_Stated exercise:_
Reproduce all entries verbatim, with nothing added or dropped.

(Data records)
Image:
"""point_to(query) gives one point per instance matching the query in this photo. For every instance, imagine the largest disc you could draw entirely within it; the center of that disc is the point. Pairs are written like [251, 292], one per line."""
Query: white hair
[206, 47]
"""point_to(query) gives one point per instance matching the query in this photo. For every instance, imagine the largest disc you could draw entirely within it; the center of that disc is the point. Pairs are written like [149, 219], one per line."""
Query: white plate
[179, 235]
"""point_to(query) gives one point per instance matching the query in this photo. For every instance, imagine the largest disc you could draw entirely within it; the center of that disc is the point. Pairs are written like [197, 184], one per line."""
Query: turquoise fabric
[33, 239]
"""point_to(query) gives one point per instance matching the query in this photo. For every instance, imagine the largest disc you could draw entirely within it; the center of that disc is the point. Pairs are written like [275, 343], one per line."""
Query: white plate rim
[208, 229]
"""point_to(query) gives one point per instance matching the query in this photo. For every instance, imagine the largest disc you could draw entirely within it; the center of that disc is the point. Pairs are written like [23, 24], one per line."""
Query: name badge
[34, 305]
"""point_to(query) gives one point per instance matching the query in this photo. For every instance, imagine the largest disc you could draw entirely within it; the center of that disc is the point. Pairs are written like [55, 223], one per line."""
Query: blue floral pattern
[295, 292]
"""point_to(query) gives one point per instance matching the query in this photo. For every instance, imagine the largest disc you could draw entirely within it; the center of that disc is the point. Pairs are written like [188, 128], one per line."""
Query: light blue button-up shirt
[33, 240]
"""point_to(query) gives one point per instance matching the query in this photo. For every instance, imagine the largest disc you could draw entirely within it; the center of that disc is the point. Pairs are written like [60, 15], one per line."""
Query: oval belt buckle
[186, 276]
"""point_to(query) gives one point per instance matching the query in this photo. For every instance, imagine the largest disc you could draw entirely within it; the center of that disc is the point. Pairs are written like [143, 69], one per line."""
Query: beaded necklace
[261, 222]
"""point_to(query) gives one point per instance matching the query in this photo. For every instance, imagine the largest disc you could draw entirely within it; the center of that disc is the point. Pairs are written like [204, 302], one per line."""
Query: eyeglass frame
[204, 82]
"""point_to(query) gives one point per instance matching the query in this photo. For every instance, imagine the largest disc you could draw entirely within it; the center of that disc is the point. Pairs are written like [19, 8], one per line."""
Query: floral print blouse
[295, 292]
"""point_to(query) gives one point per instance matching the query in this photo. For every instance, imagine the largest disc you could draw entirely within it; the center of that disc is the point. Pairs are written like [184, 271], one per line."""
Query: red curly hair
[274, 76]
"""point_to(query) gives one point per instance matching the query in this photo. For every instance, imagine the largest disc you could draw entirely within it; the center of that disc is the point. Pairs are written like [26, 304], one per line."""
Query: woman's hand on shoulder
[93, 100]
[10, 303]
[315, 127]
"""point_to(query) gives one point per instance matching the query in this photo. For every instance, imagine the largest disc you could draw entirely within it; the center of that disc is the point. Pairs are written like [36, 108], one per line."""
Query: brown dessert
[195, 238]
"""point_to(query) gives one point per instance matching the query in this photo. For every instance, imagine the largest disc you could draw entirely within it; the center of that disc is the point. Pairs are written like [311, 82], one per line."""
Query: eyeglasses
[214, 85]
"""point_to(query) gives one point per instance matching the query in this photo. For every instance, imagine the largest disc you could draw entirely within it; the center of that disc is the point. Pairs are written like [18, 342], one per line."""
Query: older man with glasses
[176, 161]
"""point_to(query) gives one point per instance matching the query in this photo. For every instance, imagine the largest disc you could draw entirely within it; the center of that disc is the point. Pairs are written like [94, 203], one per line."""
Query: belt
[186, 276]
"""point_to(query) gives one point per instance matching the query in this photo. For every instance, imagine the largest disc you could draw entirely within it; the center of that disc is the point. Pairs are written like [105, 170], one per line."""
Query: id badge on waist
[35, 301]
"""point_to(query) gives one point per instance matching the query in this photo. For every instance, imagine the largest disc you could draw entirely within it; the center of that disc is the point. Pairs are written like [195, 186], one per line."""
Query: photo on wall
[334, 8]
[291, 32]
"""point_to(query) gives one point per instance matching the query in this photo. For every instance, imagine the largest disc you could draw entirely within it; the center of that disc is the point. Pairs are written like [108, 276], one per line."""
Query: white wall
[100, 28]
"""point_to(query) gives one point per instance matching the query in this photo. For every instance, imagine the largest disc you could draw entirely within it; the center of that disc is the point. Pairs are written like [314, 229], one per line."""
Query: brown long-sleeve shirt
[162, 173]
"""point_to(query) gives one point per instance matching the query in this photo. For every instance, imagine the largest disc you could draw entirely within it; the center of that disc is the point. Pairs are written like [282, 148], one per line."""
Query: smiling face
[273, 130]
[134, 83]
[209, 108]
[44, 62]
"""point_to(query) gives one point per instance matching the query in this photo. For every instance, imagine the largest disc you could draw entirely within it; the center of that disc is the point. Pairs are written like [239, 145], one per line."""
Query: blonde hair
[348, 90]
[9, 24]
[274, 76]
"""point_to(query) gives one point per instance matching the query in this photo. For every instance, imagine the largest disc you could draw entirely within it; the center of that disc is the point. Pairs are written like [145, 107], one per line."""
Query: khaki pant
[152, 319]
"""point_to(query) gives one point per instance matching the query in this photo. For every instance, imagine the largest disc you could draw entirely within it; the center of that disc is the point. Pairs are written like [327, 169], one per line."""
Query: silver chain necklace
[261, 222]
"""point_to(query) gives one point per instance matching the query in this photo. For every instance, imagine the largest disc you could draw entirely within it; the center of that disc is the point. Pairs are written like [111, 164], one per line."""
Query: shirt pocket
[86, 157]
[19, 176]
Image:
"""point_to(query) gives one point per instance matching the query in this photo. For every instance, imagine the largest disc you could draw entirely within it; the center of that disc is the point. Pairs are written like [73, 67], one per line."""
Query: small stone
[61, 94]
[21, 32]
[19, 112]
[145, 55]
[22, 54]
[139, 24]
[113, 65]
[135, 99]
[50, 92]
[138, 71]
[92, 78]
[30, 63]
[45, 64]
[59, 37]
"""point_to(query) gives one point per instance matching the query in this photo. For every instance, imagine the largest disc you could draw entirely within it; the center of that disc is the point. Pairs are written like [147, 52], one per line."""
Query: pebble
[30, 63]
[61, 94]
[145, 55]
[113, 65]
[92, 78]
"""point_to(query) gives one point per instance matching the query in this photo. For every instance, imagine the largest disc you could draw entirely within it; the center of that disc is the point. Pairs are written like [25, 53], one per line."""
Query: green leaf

_Exercise response:_
Image:
"""point_to(query) gives one point per instance matching the query in this photo. For every instance, imagine the largest disc you could draw entirely within it; the center of that disc is the point. Pairs are written like [251, 292], one per line."""
Query: white hair
[206, 47]
"""point_to(query) gives one point per instance matching the query in this photo. For every instance, imagine the largest disc you could draw entirely within it; the center of that disc is the point. Pairs are written like [149, 219], one per line."""
Query: white plate
[179, 235]
"""point_to(query) gives one point per instance matching the query in this photo. For every instance, imagine the largest disc you could draw entirely within it; the center of that disc is the point. Pairs are written like [197, 184], one per line."""
Query: turquoise fabric
[33, 239]
"""point_to(query) gives one point per instance matching the query in this photo. For every instance, imagine the largest disc you could draw entirely within it; the center of that disc is the point. Pairs are written like [275, 343], one per line."""
Query: white plate rim
[208, 229]
"""point_to(query) gives one point per instance matching the query in this photo. For every instance, imagine the largest disc you could draw entirely within it; the center of that disc is the point. Pairs are written like [23, 24], one per line."""
Query: name badge
[34, 305]
"""point_to(query) gives one point per instance matching the query in this photo. For every instance, imagine the largest disc you could draw entirely within it; the center of that disc is the point. Pairs are written like [55, 223], one per line."""
Query: blue floral pattern
[295, 292]
"""point_to(query) gives one point per instance matching the query in this photo. For every instance, imagine the largest disc you could draw entirely within it; the center of that disc is the point. Pairs are written like [188, 128], one per line."""
Query: light blue button-up shirt
[33, 240]
"""point_to(query) gives one point per instance matching the query in this photo. For every instance, imagine the largest disc you could draw entirely within it; the center of that disc is the point. Pairs are written like [60, 15], one per line."""
Query: oval belt buckle
[186, 276]
"""point_to(query) gives one point per instance matching the query in this photo. For every instance, imagine the largest disc you could draw entirely within it; the center of that disc is the point. Pairs are written like [143, 69], one per line."""
Query: beaded necklace
[261, 222]
"""point_to(query) gives one point per instance matching the query in this photo. For every instance, imagine the largest disc you could draw entirely within it; the center of that disc is the point. Pairs are written like [204, 302], one per line."""
Query: eyeglass frame
[204, 82]
"""point_to(query) gives one point per instance matching the query in this photo. For every instance, imagine the largest disc you could draw entirely within it; the center of that disc is the point. Pairs are written like [19, 8], one per line."""
Query: floral print blouse
[295, 292]
"""point_to(query) gives one point per instance matching the query in this photo. For every instance, imagine the largest disc you could draw entirely within it; the center of that disc is the point. Pairs are written like [184, 271], one per line."""
Query: red curly hair
[274, 76]
"""point_to(query) gives one point per instance matching the query in this photo. For every instance, imagine the largest disc you could draw entirely within it; the center of that disc is the point. Pairs are written like [26, 304], one per line."""
Query: woman's hand on shoulder
[93, 100]
[10, 303]
[315, 127]
"""point_to(query) gives one point per instance matching the query in this photo. For every instance, imagine the largest disc you could draw entirely within it; the center of that disc is the point. Pairs are written like [36, 108], one per line."""
Query: brown dessert
[195, 238]
"""point_to(query) gives one point per instance matching the query in this photo. For every instance, imagine the largest disc you could draw entirely within it; the center of that disc is the point. Pairs are written like [311, 82], one per line."""
Query: eyeglasses
[214, 85]
"""point_to(query) gives one point per instance matching the query in this photo. For every instance, imagine the largest disc you could draw entirely within it; the center of that disc is the point. Pairs are written like [18, 342], one per line."""
Query: older man with glasses
[176, 161]
"""point_to(query) gives one point per instance matching the query in this photo. For every instance, imagine the largest disc you could draw entirely within it; the center of that disc is the point. Pairs are written like [94, 203], one per line."""
Query: belt
[186, 276]
"""point_to(query) gives one point per instance matching the query in this photo. For every instance, imagine the largest disc you could draw entirely within it; the center of that disc is the point. Pairs are written like [105, 170], one per line."""
Query: id badge on waist
[35, 301]
"""point_to(query) gives one point per instance matching the query in this photo. For every instance, imagine the largest disc you could draw entirely within it; the center of that disc is the point. Pairs are written like [195, 186], one per line."""
Query: photo on wall
[334, 8]
[291, 32]
"""point_to(query) gives one point per instance matching the query in this photo. For every instance, imagine the largest disc you could draw entirely within it; the center of that disc is the point. Pairs are written like [108, 276], one per line."""
Query: white wall
[100, 28]
"""point_to(query) gives one point per instance matching the query in this photo. For every instance, imagine the largest disc you could draw entirely within it; the center of that disc is the point. Pairs are written like [314, 229], one per line."""
Query: brown long-sleeve shirt
[162, 173]
"""point_to(query) gives one point per instance matching the query in this photo. For every instance, imagine the largest disc you could draw entirely within it; the center of that disc is the point. Pairs are written like [282, 148], one per line."""
Query: smiling face
[273, 130]
[134, 83]
[209, 108]
[44, 62]
"""point_to(query) gives one point per instance matching the query in this photo. For every instance, imagine the largest disc you could draw entirely within it; the center of that disc is the point. Pairs are written like [239, 145], one per line."""
Query: blonde hair
[348, 90]
[9, 24]
[274, 76]
"""point_to(query) gives one point per instance matching the query in this photo. For every instance, imagine the largest disc you could draw entirely within it; the center of that disc is the point. Pairs are written like [145, 107], one per line."""
Query: khaki pant
[152, 319]
"""point_to(query) gives one point per instance matching the query in this photo. For every instance, imagine the largest disc you could draw entirely within it; the center of that disc is the point. Pairs are written like [327, 169], one per line."""
Query: silver chain necklace
[261, 222]
"""point_to(query) gives one point per instance matching the query in this photo. For every instance, imagine the largest disc you could draw entirely within it; the center of that disc is the point. Pairs are written like [111, 164], one per line."""
Query: shirt pocket
[86, 157]
[19, 176]
Image:
"""point_to(query) gives one point per instance matching the query in this photo. For every instance, imagine the largest disc you could draw entirely within it; the center of that disc is the point. Pairs are written like [73, 67], one per line."""
Query: small stone
[61, 94]
[21, 32]
[19, 112]
[145, 55]
[22, 54]
[139, 24]
[113, 65]
[135, 99]
[50, 92]
[138, 71]
[92, 78]
[30, 63]
[45, 64]
[59, 37]
"""point_to(query) gives one point per instance matching the query in this photo. For every instance, imagine the largest disc you could draw entirely within it; the center of that disc is the point. Pairs are written like [147, 52], one per line."""
Query: pebble
[30, 63]
[61, 94]
[145, 55]
[113, 65]
[92, 78]
"""point_to(query) gives one point per instance matching the query in this photo. For every instance, imagine the largest disc you could draw entirely within it; the center of that disc is the point. Pairs are written like [25, 53], one per line."""
Query: green leaf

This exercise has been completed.